_Exercise passage:_
+++++

There are elements of opinion within our country, and others, who, despite the evidence, continue to claim that the proposed global pandemic agreement is an attack on national sovereignty and a tool to enforce population-wide immunisations, mask mandates, and lockdowns. 

In fact, the draft agreement states: “Nothing in the WHO Pandemic Agreement shall be interpreted as providing the WHO Secretariat … any authority to direct, order, alter, or otherwise prescribe … national laws.” 

Numerous references within the agreement reinforce this truth, that sovereignty over national health decision-making rests with national governments. The agreement states that the WHO has no power “to mandate … that parties take specific actions, such as ban or accept travellers, impose vaccination mandates … or implement lockdowns.” At no point in the negotiations has the WHO sought such powers.

On Tuesday, in the House of Commons, the Conservative minister responsible for UK negotiations on the agreement, Andrew Stephenson, forcefully corrected those who claim the WHO will commandeer or seize vaccines and other equipment from governments without their agreement. He stated: “Countries are discussing a voluntary mechanism to which UK businesses could sign up, if they wish, to share vaccines in return for information they may need to develop their products.”.

Other claims by the accord’s critics do not withstand scrutiny. During no part of the negotiations has the WHO sought powers to monitor people’s movements or to deploy armed troops to enforce mandatory vaccinations and lockdowns.

The first call for a global pandemic agreement was made by Boris Johnson in this newspaper. Then, Mr Johnson, supported by 26 world leaders, wrote that an accord on pandemics “should lead to more mutual accountability and shared responsibility, transparency, and co-operation within the international system”, adding that “pandemic preparedness needs global leadership for a global health system fit for this millennium”. 

The world leaders compared the agreement they sought with the settlement forged in the aftermath of the Second World War.

And yet while Boris Johnson described Covid-19 as “the biggest challenge to the global community since the 1940s”, too many of his supporters seem to have forgotten just how vulnerable each and every country was during Covid-19 and how we all rightly said: “Never again.”

During the height of the pandemic, don’t we recall how the United Kingdom, as a sovereign state, promoted public-private collaboration to develop the life-saving vaccines to protect against Covid-19? Did we not say that if we had vaccinated the poorest parts of the world more quickly, we might have avoided later phases of the pandemic?

It is only by forgetting the damage that inadequate international collaboration inflicted that we can now contemplate turning inwards. 

Countries sure in their standing in the world demonstrate their sovereignty through co-operation, not isolation, and work with global partners where there is common interest and shared benefit. In the 1960s, President Kennedy delivered the first global nuclear test ban treaty. In the 1980s, Gorbachev and Reagan secured the biggest ever global reduction in nuclear arms. In 2009, the world came together to prevent a global recession from becoming a global depression. Global solutions to global problems. 

The world doesn’t know when the next pandemic will threaten us, but by having the courage to act now we will protect future generations. We would be remiss if we forget the definitive lesson of the past few years: when a pandemic threatens, no one is safe anywhere until everyone is safe everywhere.

+++++

_Information provided:_
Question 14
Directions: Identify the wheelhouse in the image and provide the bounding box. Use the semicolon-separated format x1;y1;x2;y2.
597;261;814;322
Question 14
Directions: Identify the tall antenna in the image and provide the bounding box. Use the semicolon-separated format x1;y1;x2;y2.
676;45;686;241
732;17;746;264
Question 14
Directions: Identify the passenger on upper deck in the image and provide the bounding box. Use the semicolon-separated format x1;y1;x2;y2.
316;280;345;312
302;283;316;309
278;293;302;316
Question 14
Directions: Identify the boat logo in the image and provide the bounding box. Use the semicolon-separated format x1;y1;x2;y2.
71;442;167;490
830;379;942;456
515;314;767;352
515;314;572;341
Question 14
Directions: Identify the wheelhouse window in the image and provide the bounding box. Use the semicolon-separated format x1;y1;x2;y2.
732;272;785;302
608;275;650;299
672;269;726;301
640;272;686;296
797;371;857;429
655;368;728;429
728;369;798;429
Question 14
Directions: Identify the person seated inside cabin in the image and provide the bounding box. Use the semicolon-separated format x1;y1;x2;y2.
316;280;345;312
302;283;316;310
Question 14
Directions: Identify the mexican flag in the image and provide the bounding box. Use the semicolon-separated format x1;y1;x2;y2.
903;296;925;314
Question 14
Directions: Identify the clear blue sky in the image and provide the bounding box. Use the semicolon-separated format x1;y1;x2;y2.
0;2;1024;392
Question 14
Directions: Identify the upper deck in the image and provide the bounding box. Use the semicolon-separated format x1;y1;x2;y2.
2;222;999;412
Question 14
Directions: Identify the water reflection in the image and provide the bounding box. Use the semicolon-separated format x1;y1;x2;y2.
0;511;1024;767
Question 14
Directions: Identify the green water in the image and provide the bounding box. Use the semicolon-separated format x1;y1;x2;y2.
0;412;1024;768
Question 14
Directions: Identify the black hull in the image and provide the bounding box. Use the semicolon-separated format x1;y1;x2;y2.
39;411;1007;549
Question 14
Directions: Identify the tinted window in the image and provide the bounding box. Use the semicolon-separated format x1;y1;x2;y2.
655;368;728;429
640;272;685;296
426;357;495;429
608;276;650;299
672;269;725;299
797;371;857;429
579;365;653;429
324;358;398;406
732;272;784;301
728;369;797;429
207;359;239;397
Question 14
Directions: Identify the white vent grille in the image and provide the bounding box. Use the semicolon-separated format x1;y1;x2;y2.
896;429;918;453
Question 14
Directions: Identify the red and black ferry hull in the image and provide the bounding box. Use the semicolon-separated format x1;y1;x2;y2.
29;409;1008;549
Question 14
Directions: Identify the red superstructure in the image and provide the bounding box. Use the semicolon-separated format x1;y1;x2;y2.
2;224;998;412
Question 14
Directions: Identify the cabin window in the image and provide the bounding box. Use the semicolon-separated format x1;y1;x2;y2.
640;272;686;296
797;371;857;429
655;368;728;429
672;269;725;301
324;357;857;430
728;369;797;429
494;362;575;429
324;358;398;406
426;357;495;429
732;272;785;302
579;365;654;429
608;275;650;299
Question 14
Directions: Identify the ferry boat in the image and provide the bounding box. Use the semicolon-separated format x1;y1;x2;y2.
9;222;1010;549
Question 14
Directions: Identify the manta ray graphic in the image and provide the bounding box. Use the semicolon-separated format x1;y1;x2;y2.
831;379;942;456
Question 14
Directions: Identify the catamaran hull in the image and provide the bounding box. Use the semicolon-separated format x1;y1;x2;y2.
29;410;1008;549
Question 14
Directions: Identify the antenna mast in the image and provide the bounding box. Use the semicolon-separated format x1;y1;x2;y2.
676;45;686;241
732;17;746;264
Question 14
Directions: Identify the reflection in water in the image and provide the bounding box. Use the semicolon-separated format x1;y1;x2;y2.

+++++

_What to produce:_ Return the portion of the pandemic agreement article that begins at the words "Numerous references within" and stops after the words "sought such powers.". The data above are separate from the pandemic agreement article.

_Response area:_
Numerous references within the agreement reinforce this truth, that sovereignty over national health decision-making rests with national governments. The agreement states that the WHO has no power “to mandate … that parties take specific actions, such as ban or accept travellers, impose vaccination mandates … or implement lockdowns.” At no point in the negotiations has the WHO sought such powers.